WORK REQUIRED >> Look for "granite" in the material below and show each line that contains it.

TASK INPUT >>
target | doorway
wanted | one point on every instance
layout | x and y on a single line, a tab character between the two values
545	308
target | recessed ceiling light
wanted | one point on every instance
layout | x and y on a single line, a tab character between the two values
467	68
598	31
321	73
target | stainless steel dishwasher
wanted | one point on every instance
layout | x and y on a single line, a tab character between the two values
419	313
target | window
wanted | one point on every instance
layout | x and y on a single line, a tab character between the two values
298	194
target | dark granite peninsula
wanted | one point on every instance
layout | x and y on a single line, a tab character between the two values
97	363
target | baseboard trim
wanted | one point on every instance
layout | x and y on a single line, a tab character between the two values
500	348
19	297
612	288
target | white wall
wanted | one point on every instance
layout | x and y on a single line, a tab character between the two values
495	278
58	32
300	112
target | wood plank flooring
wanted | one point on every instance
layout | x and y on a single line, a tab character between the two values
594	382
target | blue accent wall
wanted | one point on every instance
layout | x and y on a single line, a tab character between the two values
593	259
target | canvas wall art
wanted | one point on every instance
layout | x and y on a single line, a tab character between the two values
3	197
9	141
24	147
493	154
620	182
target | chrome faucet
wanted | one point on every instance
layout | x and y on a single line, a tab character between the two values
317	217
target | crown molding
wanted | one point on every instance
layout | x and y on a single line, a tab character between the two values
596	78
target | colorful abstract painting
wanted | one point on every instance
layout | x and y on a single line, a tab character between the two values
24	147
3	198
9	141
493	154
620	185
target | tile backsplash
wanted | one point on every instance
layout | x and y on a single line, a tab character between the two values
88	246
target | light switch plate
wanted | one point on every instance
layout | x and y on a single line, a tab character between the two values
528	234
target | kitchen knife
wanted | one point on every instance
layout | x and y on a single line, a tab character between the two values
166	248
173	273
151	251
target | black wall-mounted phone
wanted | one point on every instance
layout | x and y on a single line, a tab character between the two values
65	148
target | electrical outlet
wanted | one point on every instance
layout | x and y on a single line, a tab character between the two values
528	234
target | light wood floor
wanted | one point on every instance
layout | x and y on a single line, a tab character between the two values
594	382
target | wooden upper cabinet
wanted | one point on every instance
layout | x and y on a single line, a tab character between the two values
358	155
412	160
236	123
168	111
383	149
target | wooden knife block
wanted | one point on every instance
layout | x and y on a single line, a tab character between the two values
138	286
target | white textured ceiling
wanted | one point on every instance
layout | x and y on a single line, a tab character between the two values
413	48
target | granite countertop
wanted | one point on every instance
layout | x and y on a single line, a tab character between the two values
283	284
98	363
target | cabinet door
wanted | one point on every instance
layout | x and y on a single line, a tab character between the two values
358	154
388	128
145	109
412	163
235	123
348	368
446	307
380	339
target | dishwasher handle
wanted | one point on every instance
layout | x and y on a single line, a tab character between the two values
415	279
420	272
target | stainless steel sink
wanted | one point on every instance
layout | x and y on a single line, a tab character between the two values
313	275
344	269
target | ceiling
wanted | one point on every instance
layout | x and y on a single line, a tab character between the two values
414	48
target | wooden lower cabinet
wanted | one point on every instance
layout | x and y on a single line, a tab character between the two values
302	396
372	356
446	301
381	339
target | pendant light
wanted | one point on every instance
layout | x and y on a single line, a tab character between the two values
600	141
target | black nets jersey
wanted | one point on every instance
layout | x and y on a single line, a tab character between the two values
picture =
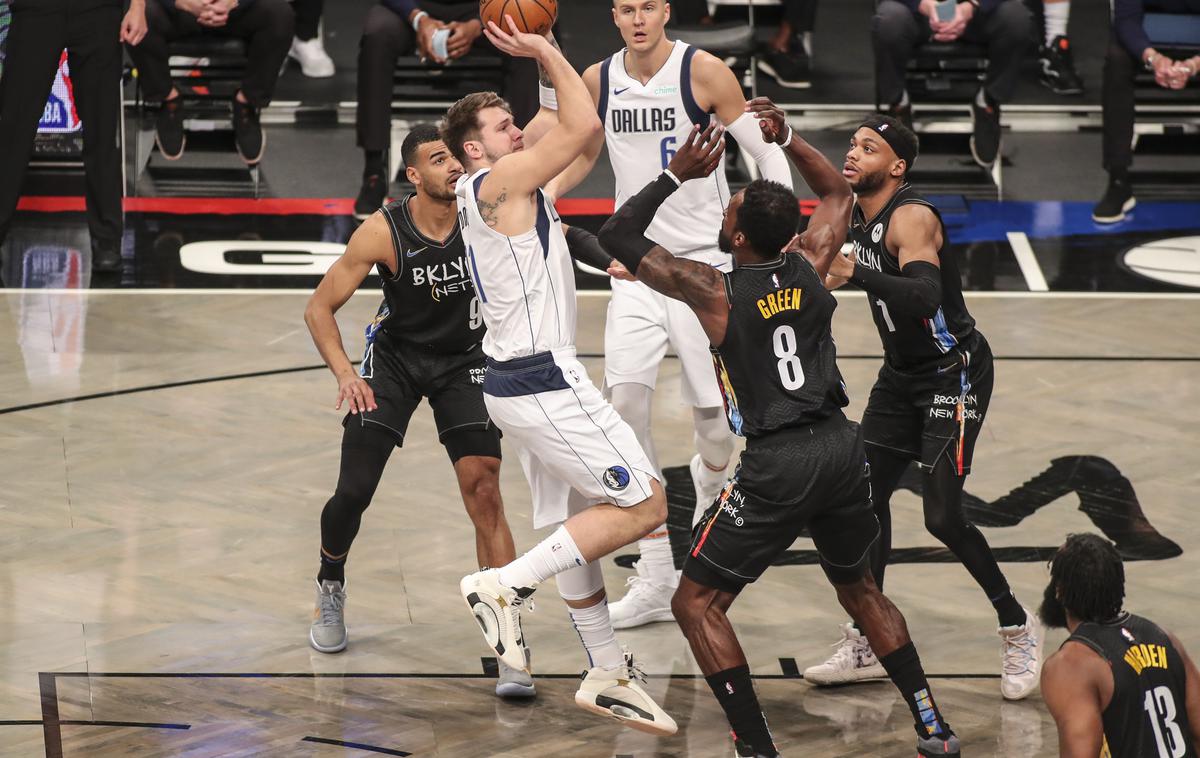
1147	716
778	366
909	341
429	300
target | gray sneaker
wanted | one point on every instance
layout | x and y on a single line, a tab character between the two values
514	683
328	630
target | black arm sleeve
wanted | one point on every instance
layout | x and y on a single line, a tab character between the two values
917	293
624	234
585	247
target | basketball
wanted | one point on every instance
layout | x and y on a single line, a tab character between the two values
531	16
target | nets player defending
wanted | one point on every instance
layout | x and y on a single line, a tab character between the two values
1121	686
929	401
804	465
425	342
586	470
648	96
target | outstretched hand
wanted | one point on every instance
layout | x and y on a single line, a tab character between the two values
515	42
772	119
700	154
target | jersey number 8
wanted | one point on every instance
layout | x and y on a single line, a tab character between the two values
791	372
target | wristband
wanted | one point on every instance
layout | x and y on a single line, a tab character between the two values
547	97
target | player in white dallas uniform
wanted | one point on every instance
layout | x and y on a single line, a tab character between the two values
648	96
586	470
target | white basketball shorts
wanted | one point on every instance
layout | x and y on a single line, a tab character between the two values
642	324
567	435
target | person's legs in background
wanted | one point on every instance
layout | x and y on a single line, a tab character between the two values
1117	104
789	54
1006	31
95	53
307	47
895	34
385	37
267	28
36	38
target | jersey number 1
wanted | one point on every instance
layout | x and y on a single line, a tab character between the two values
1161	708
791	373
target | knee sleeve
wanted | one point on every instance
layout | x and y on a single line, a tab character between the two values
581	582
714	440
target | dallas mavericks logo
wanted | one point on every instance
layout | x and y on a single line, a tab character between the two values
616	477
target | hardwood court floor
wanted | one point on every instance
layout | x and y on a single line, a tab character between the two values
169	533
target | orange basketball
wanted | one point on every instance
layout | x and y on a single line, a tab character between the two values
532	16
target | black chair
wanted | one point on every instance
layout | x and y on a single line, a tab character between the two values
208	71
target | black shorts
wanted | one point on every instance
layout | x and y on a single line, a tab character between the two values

TASK ANSWER >>
target | dark granite peninsula
target | granite countertop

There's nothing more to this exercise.